(EXERCISE):
Find the line containing "like x=625, y=781.", then output it and every line after it through the end of the listing below, exactly as written.

## begin RECORDS TO PROCESS

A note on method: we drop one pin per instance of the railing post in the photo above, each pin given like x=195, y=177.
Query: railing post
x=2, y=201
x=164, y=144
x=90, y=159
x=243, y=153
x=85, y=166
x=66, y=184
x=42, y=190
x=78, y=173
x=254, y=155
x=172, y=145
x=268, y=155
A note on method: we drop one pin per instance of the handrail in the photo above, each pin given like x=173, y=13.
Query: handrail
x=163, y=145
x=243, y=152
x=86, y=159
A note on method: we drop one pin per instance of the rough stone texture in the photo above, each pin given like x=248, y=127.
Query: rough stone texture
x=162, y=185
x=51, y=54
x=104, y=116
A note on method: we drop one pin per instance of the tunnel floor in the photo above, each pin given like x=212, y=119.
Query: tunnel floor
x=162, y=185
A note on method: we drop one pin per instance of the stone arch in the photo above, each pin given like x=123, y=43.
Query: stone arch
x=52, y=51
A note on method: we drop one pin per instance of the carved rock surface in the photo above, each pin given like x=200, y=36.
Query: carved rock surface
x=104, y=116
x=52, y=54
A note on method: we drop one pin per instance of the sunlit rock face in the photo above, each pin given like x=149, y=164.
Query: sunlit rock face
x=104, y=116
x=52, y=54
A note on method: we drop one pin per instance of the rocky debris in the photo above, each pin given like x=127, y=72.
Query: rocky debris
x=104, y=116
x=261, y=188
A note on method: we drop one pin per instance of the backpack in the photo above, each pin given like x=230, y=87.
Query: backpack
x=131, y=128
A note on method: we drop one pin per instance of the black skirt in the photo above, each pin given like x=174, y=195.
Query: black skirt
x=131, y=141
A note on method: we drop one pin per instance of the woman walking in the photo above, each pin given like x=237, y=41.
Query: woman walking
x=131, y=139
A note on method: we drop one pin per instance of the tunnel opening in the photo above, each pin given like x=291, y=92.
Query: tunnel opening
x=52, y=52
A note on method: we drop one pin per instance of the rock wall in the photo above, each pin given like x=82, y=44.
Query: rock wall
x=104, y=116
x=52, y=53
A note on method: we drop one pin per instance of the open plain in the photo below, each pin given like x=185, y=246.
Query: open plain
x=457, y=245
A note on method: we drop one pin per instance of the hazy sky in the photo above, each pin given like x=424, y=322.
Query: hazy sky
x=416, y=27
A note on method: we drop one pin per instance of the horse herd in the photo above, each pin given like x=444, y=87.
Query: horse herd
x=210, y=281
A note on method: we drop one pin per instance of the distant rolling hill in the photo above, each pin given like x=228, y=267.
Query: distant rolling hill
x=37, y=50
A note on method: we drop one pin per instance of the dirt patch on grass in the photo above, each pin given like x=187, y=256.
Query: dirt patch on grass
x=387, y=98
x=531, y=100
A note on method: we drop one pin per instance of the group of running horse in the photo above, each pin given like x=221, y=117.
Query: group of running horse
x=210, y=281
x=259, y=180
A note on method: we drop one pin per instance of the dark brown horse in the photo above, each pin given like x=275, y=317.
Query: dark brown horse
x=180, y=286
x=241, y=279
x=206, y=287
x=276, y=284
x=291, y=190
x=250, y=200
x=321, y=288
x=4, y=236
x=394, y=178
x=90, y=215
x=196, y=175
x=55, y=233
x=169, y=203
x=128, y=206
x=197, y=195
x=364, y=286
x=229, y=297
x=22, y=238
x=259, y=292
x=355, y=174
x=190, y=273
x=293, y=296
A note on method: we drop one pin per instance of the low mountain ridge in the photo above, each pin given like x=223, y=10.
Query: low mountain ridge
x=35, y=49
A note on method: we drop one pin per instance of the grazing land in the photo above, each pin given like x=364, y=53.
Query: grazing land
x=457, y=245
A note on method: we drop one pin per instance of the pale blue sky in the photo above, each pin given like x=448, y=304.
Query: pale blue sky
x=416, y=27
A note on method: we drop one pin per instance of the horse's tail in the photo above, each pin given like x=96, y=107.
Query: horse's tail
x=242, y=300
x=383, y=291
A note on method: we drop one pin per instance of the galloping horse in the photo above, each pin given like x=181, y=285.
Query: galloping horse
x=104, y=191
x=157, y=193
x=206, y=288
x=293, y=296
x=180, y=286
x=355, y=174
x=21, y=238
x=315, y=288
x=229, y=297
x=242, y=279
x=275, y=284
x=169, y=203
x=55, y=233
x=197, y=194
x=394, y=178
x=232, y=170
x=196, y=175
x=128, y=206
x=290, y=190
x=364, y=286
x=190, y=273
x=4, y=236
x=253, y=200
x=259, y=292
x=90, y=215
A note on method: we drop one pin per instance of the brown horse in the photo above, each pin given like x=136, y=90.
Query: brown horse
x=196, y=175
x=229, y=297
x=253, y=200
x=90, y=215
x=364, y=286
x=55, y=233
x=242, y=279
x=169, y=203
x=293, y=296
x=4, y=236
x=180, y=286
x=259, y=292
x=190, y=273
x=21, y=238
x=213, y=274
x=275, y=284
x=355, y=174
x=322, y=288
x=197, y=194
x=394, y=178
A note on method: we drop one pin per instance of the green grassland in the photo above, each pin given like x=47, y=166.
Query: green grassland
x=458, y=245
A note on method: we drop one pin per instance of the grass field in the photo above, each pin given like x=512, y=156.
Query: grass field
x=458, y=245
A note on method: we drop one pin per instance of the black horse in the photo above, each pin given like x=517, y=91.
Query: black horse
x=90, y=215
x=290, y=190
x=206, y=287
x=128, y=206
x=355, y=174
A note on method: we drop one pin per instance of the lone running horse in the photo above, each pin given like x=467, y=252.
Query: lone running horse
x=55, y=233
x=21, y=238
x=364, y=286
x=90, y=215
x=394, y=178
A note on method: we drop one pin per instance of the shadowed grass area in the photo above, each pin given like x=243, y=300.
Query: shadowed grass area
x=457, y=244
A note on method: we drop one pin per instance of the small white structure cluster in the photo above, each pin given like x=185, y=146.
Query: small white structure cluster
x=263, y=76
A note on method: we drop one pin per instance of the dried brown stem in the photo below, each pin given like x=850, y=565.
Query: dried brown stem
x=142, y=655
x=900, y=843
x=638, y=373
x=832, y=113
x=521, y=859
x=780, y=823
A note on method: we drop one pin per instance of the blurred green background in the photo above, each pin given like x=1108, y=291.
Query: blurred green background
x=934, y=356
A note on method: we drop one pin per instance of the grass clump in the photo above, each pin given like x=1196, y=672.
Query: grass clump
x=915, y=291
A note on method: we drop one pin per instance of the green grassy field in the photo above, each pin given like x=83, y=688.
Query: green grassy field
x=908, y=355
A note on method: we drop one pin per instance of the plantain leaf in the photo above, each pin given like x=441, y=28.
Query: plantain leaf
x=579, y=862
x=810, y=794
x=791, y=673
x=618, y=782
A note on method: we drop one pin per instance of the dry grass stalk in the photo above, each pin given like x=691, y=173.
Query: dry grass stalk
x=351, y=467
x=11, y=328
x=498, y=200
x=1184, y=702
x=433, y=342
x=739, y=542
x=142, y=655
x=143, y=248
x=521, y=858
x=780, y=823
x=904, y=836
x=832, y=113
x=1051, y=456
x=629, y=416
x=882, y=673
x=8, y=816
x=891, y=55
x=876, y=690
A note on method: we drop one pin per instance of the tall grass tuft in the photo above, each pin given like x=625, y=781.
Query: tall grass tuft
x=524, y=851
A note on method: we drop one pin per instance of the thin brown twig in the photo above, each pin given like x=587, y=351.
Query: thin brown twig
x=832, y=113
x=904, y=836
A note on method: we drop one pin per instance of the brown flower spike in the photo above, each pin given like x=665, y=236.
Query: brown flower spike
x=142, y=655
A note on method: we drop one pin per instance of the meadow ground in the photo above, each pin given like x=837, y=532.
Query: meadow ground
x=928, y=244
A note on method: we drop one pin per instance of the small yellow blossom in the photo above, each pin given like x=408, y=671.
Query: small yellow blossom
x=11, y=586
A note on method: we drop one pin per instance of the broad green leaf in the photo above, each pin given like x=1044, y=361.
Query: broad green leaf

## end RECORDS TO PROCESS

(ANSWER):
A note on method: we drop one pin per instance of the tall grass tuft in the photo above, each pin given like x=625, y=781.
Query: tall grass tuft
x=524, y=851
A note on method: we drop one pin per instance of the thin brown twig in the photo above, each pin given like x=587, y=351.
Query: thin brown twig
x=832, y=113
x=904, y=836
A note on method: we drop one pin per instance of the brown flower spike in the photo above, each pin given like x=665, y=236.
Query: brown flower spike
x=142, y=655
A note on method: we drop one pin per instance of the meadow ground in the photo above, each pin given like x=837, y=532.
Query: meadow ground
x=928, y=244
A note on method: we drop one pin per instance of the small yellow blossom in the photo above, each pin given like x=408, y=671.
Query: small yellow blossom
x=11, y=586
A note on method: we drop one pin per instance of the broad green leaf in the photo above, each pin given like x=1044, y=361.
Query: broad green leaf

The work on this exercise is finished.